Exercise material —
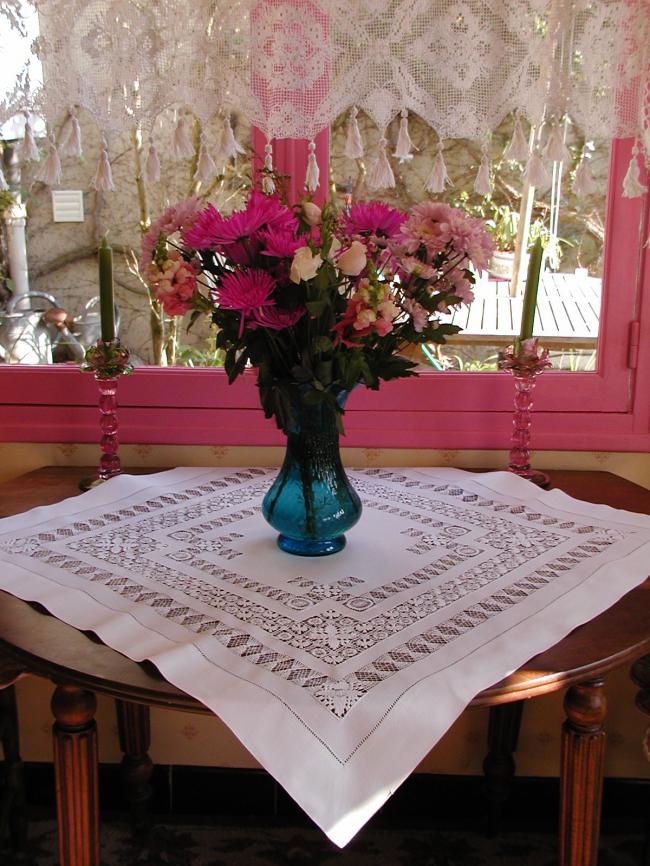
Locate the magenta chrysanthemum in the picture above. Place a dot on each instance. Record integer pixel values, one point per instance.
(238, 236)
(374, 219)
(246, 292)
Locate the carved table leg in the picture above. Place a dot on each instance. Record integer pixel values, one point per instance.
(640, 674)
(76, 771)
(12, 800)
(581, 779)
(499, 764)
(135, 737)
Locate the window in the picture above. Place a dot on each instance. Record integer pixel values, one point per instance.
(603, 410)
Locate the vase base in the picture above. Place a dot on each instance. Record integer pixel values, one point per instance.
(541, 479)
(307, 547)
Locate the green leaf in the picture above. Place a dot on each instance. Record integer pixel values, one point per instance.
(322, 344)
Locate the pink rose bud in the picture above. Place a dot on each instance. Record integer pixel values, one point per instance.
(311, 212)
(353, 260)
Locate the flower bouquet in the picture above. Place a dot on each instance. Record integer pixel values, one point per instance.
(318, 301)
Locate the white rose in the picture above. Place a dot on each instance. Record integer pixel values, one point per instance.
(305, 265)
(311, 213)
(353, 260)
(335, 246)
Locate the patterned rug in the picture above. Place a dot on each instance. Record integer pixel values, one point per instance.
(260, 845)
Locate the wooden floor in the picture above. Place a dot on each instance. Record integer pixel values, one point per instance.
(568, 308)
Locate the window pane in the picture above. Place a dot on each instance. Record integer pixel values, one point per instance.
(61, 237)
(571, 228)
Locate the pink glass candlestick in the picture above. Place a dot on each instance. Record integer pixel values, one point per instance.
(525, 362)
(108, 361)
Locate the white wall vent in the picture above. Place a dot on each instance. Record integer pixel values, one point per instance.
(67, 206)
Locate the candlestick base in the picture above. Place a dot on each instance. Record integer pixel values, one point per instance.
(108, 361)
(525, 362)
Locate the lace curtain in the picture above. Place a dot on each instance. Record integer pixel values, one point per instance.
(292, 66)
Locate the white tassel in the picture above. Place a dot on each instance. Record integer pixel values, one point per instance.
(482, 184)
(313, 172)
(536, 174)
(380, 174)
(182, 144)
(583, 182)
(404, 144)
(70, 138)
(556, 150)
(50, 171)
(438, 179)
(28, 150)
(353, 142)
(230, 147)
(268, 184)
(632, 186)
(517, 150)
(152, 164)
(103, 180)
(206, 169)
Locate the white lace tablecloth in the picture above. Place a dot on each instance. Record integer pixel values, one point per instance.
(338, 674)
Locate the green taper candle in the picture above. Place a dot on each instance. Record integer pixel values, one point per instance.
(106, 302)
(530, 295)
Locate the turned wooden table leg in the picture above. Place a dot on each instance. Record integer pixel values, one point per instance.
(135, 737)
(13, 813)
(581, 779)
(640, 674)
(76, 774)
(499, 764)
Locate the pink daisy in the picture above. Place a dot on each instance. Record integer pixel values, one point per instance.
(373, 219)
(237, 236)
(247, 292)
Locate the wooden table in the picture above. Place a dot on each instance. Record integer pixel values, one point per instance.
(32, 642)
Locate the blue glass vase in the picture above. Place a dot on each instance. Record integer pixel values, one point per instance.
(312, 502)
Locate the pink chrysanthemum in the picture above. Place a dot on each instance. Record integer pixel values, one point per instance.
(180, 216)
(246, 292)
(374, 219)
(173, 284)
(237, 236)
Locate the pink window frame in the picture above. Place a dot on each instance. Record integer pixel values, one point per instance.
(607, 411)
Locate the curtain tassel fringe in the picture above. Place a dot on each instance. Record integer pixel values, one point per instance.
(182, 146)
(353, 142)
(103, 180)
(50, 170)
(268, 184)
(632, 185)
(517, 150)
(439, 178)
(536, 174)
(206, 169)
(404, 144)
(482, 184)
(70, 138)
(556, 150)
(28, 150)
(583, 182)
(230, 147)
(152, 164)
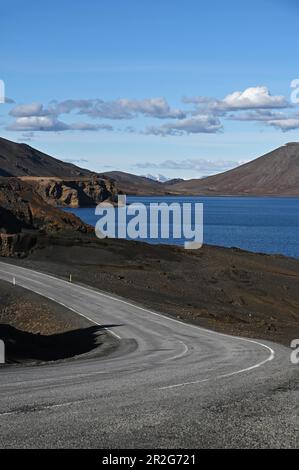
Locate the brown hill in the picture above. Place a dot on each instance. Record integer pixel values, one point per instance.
(24, 215)
(130, 184)
(276, 173)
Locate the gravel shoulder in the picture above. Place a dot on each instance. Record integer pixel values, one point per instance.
(37, 330)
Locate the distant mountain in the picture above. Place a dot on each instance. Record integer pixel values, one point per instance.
(130, 184)
(23, 160)
(276, 173)
(160, 178)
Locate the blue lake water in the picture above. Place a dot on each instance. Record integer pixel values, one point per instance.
(259, 224)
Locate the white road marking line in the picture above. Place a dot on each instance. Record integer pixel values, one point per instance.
(230, 374)
(268, 359)
(36, 410)
(68, 307)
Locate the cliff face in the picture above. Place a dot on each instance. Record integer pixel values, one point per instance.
(22, 160)
(82, 192)
(24, 215)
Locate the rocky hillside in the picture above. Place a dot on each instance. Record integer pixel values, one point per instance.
(23, 160)
(24, 215)
(276, 173)
(58, 183)
(130, 184)
(79, 192)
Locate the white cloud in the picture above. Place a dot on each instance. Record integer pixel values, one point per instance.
(200, 165)
(251, 98)
(288, 124)
(37, 123)
(119, 109)
(200, 124)
(28, 110)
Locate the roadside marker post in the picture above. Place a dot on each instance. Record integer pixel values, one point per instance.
(2, 352)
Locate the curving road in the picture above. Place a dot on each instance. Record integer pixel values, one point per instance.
(168, 384)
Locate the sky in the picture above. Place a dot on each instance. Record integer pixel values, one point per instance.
(182, 89)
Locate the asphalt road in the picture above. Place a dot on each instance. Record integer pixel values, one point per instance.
(168, 384)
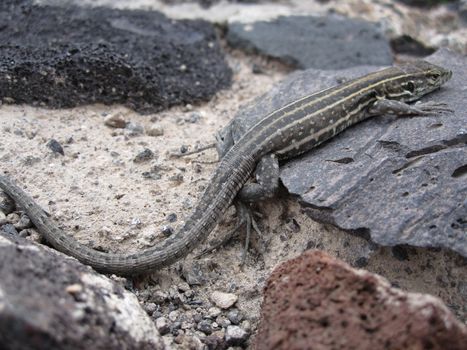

Given instruction —
Reproduce the entire listing above word for word, leaving out the pictures.

Exercise solution —
Locate the magenta chrysanthemum in the picture above. Place a dot on each instance. Record integer pixel values, one point per instance.
(238, 236)
(374, 219)
(246, 292)
Locate the carved table leg in the picture above. Place a dot on each instance. Record integer pixel values, one point per instance.
(640, 674)
(76, 771)
(12, 800)
(581, 779)
(499, 764)
(135, 737)
Locate the window in the picture above. Place a dot on each instance. Record integer pixel values, one point per instance.
(603, 410)
Locate the vase base in the picture above. Place a dot on each instance. Record integer pixel values, one point per instance.
(541, 479)
(307, 547)
Locate the green leaf in the picture above. Place a dot on each instance. Record integer pixel values, one point per instance.
(322, 344)
Locate the pink rose bud in the picture above. Place a dot on each instance. Record integer pixel values, one point per instance.
(311, 212)
(353, 260)
Locate the flower bouquet in the picture above. Place a dot on each instance. Record integer pixel values, one point per instance.
(318, 301)
Locate the white rose in the picture above. Place a dot on each instance. Record integer pixel values, one point per instance.
(305, 265)
(311, 213)
(353, 260)
(335, 246)
Locate the patterned rug in the picture above. Place a dot on each instance. Record integer pixel values, one point per instance.
(260, 845)
Locate the wooden floor in the picture above. Place a dot on each instance. Record integer pixel values, one point per instance.
(568, 308)
Locate the window pane in the picture above. Place a dot on each instance. Record integer pixel values, one point per instance.
(61, 237)
(571, 228)
Locate the pink glass candlestick in the picture above. Place a dot on each instance. Record integer pixel values, one point per instance.
(525, 362)
(108, 361)
Locate the white wall vent in the picture above. Place a dot on each instance. Record integer pixel values, one point per instance.
(67, 206)
Locate the candlestick base in the picture above. Place a dot on each instance. Record integer pixel values, one point per instance.
(108, 361)
(525, 362)
Locate the lace curtain in the picture above. Place a dot on each instance. Record integer pixel values, one point per instance.
(292, 66)
Locate the white tassel in the picture above. Place a dot on each instance. Record integer pixel values, one point per instance.
(482, 184)
(313, 172)
(536, 174)
(380, 174)
(182, 144)
(583, 182)
(404, 144)
(70, 138)
(556, 150)
(50, 171)
(438, 179)
(28, 150)
(353, 142)
(230, 147)
(268, 184)
(632, 186)
(517, 150)
(152, 164)
(103, 180)
(206, 169)
Locate the white lace tablecloth in the picture above. Place a dot on each instance. Record integer pixel values, one point per instance.
(338, 674)
Locate the green taper candle in the picture above. Place a dot on each instance. Record integer pixel values, one point per instance.
(106, 302)
(530, 295)
Locate the turned wooden table leg in the picture above. Place a dot on each instance. Record integer pixel values, one point per instance.
(135, 737)
(13, 813)
(581, 779)
(640, 674)
(76, 774)
(499, 764)
Locate the pink daisy in the picture above. Place a dot on each instance. Record integer pixel values, one point per instance.
(373, 219)
(237, 236)
(247, 292)
Locate the wooden table in the picture above. Place a dot on each instance. Record integer pixel values, one point per instance.
(32, 642)
Locate the blue glass vase in the picture above. Place a dot on each instance. Record integer pixel values, one point per instance.
(312, 502)
Locate the pink chrysanthemum in the picture above. Place a dot on each instance. Record integer pixel values, one point per instance.
(180, 216)
(246, 292)
(374, 219)
(173, 284)
(237, 236)
Locate the pink window frame in the picture above. Place a dot on each instance. Record integer pixel values, one point per instance.
(607, 411)
Locate the curtain tassel fringe in the picture above. Place a dot on each instance. Record integer pixel values, one point per instance.
(182, 146)
(353, 142)
(103, 180)
(50, 170)
(268, 184)
(632, 185)
(517, 150)
(439, 178)
(536, 174)
(206, 169)
(404, 144)
(482, 184)
(70, 138)
(556, 150)
(28, 150)
(583, 182)
(230, 147)
(152, 164)
Locate the brown hill in the picture above. Place a dot on each instance. Record integer pixel values, one point per instance.
(24, 215)
(130, 184)
(276, 173)
Locate the gravel shoulder in the picture above. Place a dot on each instance. Record integer pixel values, one point per instance.
(37, 330)
Locate the distant mountain in the picture above. Place a dot on each instance. Record integer pixel values, one point per instance.
(130, 184)
(23, 160)
(276, 173)
(160, 178)
Locate the blue lake water in the picture above. Place a dot on each instance. Record integer pixel values, one point per instance.
(259, 224)
Locate the white road marking line in the picture above. Place a dot on each instance. Record integer pixel values, one point per instance.
(230, 374)
(268, 359)
(36, 410)
(68, 307)
Locate the cliff face in the picture above. Place a dot on each instance. Record integer pixel values, one point per instance.
(22, 160)
(82, 192)
(24, 215)
Locate the rocky hillside in the picture above. Place a dot on each instance. Record integer pixel values, one point per instance.
(23, 160)
(24, 215)
(276, 173)
(58, 183)
(130, 184)
(79, 192)
Locate the white cloud in the picture above. Place a dot on each instance. Record integer pixel values, one point per instance.
(200, 165)
(251, 98)
(288, 124)
(37, 123)
(119, 109)
(200, 124)
(28, 110)
Locate the roadside marker post in the picture above. Place a dot on each instance. Record integer pixel values, one point per instance.
(2, 352)
Locate the curving road in the picture above. Place a dot on each instance. Record integer pixel values, one point per instance.
(168, 384)
Locate the sky in the picture above. Place a dot on each instance. Record integer pixel values, one point per instance.
(182, 89)
Locate the asphalt road in the picture above. Place a dot on each instance. Record integer pixel values, one point per instance.
(168, 384)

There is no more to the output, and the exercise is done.